Task to complete: Reproduce every line of the material below verbatim, without adding, removing, or altering anything.

Source material:
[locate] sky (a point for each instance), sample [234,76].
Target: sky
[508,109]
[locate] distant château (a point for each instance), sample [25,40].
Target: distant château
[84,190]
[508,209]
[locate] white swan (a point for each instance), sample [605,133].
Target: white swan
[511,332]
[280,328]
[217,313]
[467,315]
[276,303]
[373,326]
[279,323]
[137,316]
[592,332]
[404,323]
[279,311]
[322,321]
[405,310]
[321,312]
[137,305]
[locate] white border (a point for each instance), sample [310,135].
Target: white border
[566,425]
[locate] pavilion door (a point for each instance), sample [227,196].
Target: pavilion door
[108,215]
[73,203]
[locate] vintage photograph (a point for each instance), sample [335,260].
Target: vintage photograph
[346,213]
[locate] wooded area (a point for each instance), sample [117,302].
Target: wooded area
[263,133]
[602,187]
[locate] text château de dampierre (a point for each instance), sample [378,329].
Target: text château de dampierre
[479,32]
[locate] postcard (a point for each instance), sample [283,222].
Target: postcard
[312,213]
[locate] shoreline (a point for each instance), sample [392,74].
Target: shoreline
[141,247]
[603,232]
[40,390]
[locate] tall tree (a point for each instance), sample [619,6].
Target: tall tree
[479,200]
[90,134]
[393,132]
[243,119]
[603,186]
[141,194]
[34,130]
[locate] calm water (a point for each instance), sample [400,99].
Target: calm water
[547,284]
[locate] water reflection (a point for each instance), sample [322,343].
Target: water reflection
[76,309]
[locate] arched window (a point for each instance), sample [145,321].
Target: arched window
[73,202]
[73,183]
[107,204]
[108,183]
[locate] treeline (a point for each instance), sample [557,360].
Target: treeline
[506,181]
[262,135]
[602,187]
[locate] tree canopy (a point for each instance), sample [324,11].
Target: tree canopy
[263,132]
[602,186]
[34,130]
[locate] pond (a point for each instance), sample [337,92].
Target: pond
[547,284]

Answer to the problem:
[locate] sky (a point for each instance), sample [234,76].
Target: sky
[508,109]
[locate] distant château (a point for each instance), sample [25,40].
Target: distant château
[84,190]
[508,209]
[locate] white swan (a point for each instance), sample [605,133].
Target: white swan
[511,332]
[280,328]
[217,313]
[467,315]
[276,303]
[373,326]
[279,323]
[137,316]
[592,332]
[404,323]
[279,311]
[322,321]
[405,310]
[321,312]
[137,305]
[locate] white border (a point for each instance), sample [310,135].
Target: white border
[566,425]
[locate] pavilion door (a point for each instance), sample [227,196].
Target: pavilion door
[108,215]
[73,203]
[locate] vintage photograph (a point for each instance), sample [335,260].
Target: vintage photograph
[346,213]
[locate] wooded area (a point for each instance), sample [117,302].
Target: wooded area
[263,133]
[602,187]
[locate] text château de dampierre (a point for each instance), sample [378,329].
Target: text château de dampierre
[479,32]
[locate] postcard (a point for each instance), sample [283,222].
Target: postcard
[312,213]
[locate] shoreline (a point for each instance), sample [392,74].
Target: shoreline
[141,247]
[603,232]
[40,390]
[locate] tall tree (a point for each instance), sample [619,6].
Target: tall tree
[479,200]
[90,134]
[393,132]
[243,119]
[603,186]
[141,194]
[34,130]
[locate] calm water (a point for each instance), sample [400,99].
Target: calm water
[547,284]
[locate] water reflection (a point for each instance), sample [322,343].
Target: water reflection
[76,309]
[locate] arched window (a point for each instance), sample [145,321].
Target: arched window
[73,202]
[73,183]
[107,204]
[108,183]
[locate] treeline (a point for each instance), sample [557,360].
Target: treeline
[506,181]
[262,135]
[602,187]
[locate] tree canopy (a point for each instance), sample [324,11].
Target: tree canopy
[263,132]
[602,186]
[34,130]
[locate] pond (a point for each instance), sample [337,92].
Target: pond
[547,284]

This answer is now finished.